── Исходный материал ──

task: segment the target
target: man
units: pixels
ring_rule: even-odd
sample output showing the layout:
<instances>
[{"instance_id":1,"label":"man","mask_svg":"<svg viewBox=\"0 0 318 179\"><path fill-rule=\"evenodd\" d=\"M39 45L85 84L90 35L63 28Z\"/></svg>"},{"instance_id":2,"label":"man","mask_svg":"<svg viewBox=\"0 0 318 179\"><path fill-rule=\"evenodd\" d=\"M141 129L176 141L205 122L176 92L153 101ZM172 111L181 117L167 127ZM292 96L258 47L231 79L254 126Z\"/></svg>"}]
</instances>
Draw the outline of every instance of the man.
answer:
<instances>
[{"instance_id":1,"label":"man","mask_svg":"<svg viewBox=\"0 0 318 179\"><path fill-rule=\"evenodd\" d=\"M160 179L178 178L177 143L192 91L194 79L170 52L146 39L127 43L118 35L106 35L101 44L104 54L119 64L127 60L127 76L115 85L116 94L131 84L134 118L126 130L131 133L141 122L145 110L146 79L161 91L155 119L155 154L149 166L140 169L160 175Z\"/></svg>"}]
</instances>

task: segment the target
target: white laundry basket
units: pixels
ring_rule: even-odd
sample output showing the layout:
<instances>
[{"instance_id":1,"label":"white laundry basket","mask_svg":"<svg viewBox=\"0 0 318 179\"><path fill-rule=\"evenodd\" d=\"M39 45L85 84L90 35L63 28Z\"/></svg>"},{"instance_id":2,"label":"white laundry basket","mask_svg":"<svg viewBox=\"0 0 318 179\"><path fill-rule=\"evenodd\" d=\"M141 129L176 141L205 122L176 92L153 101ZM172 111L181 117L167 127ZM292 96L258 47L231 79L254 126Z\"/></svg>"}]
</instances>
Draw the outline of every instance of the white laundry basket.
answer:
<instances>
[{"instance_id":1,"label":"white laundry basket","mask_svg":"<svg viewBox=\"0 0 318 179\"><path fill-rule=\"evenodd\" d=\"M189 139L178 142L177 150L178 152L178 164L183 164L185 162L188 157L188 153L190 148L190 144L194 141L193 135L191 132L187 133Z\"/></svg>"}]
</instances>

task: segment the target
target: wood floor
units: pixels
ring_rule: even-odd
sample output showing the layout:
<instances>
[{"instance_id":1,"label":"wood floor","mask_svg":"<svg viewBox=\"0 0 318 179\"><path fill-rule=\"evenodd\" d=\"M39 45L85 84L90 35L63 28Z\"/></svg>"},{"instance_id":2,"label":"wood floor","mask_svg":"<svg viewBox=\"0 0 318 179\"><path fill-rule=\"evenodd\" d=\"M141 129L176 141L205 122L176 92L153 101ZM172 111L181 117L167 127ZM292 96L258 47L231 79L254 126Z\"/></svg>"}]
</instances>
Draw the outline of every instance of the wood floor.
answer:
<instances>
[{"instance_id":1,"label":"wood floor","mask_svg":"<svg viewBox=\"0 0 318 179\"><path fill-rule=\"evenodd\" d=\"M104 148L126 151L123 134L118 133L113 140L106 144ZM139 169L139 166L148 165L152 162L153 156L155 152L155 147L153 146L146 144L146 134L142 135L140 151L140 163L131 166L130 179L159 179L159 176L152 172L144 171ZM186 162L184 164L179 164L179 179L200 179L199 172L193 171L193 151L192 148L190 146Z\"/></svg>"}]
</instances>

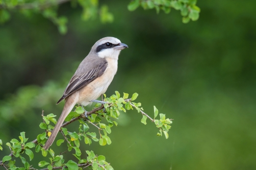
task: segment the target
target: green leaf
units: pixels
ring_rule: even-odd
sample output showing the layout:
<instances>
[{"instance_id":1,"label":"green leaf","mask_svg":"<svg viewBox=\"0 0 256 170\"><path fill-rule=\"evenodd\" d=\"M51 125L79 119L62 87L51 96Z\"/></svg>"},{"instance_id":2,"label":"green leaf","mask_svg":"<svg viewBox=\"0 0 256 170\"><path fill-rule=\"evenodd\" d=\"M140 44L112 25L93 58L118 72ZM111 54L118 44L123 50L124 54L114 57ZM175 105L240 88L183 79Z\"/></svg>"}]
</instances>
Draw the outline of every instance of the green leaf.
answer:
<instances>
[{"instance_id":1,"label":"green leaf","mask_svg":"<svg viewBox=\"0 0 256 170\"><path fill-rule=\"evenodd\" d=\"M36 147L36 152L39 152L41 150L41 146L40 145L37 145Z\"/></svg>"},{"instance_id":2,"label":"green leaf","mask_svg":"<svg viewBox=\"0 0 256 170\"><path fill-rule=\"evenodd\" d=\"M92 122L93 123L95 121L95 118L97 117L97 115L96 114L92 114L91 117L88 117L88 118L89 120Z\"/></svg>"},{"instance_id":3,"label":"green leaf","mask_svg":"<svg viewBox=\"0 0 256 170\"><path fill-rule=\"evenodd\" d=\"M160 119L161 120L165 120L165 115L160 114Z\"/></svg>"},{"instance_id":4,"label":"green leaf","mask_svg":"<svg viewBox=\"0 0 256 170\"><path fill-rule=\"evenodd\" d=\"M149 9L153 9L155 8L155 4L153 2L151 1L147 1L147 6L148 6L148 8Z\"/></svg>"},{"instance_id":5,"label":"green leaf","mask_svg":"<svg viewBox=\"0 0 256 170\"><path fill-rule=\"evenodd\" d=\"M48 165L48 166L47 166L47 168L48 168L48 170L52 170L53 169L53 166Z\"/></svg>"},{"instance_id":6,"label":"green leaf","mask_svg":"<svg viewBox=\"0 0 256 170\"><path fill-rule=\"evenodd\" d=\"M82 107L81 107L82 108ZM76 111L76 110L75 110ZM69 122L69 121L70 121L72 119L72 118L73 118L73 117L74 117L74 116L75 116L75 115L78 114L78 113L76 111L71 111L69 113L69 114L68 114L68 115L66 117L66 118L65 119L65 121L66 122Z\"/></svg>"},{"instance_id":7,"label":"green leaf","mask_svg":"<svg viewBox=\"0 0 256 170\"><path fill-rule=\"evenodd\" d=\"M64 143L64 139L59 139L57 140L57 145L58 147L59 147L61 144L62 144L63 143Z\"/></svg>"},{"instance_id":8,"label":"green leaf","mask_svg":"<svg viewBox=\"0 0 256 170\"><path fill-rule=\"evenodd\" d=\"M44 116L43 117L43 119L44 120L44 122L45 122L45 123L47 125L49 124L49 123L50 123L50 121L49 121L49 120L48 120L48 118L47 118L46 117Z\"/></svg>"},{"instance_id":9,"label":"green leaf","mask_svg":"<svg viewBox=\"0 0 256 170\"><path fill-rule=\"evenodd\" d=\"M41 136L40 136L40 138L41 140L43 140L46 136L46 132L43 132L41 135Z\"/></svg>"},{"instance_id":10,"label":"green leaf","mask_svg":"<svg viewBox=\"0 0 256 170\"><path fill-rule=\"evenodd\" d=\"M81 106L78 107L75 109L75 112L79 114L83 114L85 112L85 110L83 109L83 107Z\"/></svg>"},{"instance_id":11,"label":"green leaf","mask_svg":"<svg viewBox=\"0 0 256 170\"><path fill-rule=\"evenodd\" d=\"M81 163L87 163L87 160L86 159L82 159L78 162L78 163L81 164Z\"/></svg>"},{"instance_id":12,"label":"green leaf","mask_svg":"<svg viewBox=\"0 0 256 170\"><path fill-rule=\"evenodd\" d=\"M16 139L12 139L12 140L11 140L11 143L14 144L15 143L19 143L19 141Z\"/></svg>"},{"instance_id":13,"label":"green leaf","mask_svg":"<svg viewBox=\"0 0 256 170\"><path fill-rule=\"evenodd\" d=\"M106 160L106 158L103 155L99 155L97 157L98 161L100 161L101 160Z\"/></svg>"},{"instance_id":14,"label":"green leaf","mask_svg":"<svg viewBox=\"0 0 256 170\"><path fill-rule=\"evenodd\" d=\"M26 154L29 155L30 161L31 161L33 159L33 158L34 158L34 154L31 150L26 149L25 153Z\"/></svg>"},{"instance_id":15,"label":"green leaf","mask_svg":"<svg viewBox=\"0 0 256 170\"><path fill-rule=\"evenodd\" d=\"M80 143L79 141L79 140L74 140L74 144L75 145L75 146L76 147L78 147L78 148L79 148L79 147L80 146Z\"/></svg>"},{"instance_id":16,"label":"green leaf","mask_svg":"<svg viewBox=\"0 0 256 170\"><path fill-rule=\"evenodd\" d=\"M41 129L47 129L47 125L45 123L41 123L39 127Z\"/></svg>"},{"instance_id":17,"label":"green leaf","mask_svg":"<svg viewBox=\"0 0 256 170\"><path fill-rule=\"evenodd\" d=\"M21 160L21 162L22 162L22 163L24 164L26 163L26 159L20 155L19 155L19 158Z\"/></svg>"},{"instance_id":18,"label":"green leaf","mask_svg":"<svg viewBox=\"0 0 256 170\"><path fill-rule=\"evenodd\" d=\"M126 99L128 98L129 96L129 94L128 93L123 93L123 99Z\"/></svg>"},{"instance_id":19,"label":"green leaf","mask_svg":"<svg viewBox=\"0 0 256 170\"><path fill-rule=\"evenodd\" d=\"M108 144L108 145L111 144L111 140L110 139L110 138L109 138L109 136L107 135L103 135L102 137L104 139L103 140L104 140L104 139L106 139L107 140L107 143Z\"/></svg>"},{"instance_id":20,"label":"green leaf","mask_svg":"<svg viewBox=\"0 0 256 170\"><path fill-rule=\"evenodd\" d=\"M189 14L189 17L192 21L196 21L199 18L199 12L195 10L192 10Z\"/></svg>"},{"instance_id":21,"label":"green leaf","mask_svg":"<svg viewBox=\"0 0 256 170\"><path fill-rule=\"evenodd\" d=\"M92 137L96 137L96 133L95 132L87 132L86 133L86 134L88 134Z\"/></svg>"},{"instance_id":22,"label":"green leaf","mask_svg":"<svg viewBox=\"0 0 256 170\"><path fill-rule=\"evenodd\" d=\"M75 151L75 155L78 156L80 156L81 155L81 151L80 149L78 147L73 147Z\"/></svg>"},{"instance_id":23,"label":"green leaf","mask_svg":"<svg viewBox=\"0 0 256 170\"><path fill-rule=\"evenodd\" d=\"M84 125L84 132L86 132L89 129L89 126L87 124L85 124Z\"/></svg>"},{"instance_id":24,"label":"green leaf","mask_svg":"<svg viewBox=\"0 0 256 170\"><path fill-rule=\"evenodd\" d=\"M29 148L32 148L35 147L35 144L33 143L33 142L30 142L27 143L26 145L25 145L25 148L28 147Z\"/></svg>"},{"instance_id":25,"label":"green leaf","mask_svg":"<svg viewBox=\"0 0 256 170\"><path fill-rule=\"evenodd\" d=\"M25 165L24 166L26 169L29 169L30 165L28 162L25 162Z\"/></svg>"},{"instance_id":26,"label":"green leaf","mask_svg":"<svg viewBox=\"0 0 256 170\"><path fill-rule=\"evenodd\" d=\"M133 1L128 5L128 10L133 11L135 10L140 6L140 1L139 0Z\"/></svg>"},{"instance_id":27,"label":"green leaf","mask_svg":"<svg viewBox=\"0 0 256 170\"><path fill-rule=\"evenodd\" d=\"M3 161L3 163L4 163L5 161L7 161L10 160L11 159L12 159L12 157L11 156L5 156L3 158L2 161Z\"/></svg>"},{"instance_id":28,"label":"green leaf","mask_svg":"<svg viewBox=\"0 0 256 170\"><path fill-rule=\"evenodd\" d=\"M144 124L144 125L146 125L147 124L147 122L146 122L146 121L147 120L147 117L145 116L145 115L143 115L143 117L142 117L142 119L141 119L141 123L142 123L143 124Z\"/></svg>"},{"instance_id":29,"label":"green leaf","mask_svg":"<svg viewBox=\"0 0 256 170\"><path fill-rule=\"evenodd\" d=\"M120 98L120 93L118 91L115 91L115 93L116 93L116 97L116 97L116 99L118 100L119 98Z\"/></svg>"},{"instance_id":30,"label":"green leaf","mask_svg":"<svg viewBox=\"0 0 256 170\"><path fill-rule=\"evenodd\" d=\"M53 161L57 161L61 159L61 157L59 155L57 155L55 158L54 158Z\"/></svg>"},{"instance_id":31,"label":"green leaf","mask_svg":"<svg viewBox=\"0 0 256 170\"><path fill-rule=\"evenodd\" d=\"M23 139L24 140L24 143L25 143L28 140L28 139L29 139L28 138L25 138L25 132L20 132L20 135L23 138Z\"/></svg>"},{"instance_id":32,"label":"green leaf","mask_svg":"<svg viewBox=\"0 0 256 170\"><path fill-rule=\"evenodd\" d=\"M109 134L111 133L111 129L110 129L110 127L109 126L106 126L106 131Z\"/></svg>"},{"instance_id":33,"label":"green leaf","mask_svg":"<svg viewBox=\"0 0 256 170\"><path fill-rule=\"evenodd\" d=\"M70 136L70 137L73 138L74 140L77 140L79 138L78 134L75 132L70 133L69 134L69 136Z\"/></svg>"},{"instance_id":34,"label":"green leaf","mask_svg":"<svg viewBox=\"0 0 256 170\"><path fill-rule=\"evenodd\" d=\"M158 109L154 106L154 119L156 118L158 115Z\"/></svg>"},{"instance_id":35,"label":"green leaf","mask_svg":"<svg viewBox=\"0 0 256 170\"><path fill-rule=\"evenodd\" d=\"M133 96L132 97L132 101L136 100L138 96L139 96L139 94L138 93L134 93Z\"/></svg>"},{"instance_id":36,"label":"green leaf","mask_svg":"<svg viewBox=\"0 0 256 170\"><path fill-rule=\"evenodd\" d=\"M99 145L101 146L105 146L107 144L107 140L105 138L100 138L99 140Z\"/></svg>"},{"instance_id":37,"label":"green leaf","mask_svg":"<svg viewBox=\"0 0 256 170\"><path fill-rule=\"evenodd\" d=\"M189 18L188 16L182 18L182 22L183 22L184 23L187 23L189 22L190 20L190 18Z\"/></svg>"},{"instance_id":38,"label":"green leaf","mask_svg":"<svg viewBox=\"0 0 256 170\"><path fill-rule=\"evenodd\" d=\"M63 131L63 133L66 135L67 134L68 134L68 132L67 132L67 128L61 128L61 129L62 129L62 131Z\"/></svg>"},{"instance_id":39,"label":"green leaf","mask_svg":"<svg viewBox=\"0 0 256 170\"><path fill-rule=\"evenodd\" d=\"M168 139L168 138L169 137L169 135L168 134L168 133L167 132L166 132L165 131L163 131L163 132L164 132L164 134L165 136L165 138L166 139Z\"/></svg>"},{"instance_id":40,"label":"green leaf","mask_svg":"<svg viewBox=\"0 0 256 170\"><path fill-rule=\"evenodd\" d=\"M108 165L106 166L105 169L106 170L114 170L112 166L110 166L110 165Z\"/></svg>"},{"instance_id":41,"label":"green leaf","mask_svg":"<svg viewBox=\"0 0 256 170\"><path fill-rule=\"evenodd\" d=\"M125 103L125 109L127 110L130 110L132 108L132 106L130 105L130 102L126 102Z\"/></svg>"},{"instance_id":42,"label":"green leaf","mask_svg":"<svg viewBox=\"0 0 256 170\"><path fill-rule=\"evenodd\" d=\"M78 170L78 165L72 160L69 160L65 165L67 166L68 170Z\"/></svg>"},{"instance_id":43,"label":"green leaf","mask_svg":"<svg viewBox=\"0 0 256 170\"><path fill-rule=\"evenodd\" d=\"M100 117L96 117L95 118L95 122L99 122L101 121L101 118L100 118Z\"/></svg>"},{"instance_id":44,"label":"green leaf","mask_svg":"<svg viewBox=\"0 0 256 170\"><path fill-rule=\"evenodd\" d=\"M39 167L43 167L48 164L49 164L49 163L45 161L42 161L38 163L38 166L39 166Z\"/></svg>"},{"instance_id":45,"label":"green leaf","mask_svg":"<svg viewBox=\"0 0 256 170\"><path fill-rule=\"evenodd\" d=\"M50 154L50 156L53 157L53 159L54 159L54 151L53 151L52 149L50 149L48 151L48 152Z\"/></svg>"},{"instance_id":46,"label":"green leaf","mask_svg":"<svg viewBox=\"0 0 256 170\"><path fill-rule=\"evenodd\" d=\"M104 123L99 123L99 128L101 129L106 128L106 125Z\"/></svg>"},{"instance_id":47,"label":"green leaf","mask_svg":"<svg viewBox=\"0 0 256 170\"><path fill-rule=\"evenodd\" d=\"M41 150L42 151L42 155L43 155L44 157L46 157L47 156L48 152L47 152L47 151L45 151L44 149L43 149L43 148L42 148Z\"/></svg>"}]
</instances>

───
── Исходный материал ──

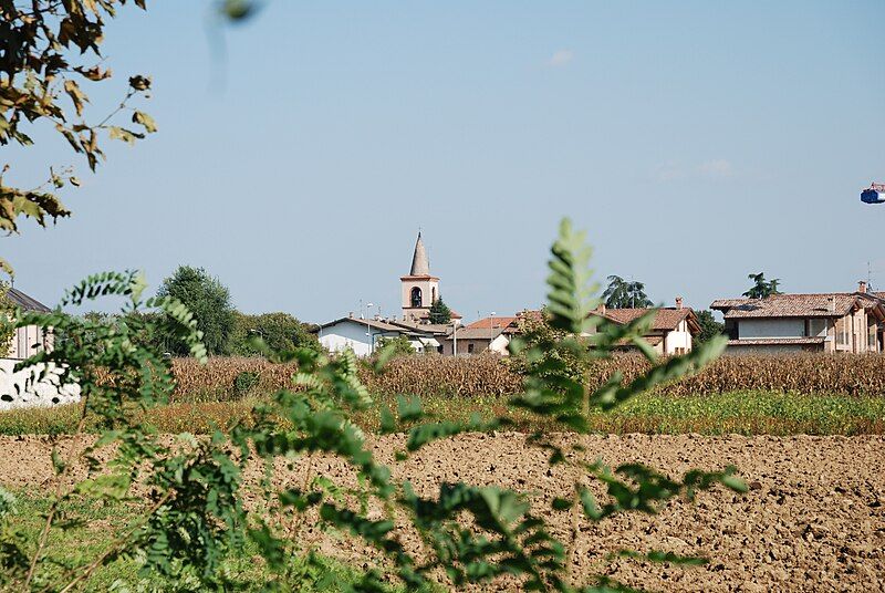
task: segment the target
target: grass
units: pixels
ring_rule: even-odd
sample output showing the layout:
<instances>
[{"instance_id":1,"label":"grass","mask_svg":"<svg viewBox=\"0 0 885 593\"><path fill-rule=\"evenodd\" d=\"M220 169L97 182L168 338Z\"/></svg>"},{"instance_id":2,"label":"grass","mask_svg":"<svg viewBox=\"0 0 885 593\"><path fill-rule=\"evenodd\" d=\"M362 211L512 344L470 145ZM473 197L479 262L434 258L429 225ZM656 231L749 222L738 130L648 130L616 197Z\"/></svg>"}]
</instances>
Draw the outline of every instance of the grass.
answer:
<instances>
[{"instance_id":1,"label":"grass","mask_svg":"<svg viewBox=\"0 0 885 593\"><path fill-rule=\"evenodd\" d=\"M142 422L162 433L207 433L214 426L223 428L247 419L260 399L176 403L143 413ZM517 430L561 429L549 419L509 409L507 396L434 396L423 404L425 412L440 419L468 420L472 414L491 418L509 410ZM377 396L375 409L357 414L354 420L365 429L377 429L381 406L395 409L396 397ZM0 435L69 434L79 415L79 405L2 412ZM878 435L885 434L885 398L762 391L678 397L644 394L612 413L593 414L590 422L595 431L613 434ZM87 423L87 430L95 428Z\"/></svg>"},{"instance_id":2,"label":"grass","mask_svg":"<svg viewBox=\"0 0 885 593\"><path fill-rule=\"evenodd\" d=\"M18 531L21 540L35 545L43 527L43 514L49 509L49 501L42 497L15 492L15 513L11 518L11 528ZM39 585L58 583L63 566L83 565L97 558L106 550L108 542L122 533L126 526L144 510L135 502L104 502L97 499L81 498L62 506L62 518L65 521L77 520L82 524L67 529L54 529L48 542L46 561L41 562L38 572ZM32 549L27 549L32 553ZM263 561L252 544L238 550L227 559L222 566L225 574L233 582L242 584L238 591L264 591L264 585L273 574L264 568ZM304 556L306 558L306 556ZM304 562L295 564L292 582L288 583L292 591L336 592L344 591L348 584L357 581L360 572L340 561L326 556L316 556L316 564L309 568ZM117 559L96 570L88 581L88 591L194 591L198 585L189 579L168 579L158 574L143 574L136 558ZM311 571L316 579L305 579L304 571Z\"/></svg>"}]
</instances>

───

● **Условие задания**:
Выпишите из материала каждую строку, в которой встречается слово "outline". Регистр букв учитывается.

● **Решение задания**:
Draw the outline of every instance of the man.
Draw the outline of every instance of the white laundry basket.
Draw the outline of every instance of the wood floor.
Draw the outline of every instance of the green leaf.
Draw the outline of every instance of the grass.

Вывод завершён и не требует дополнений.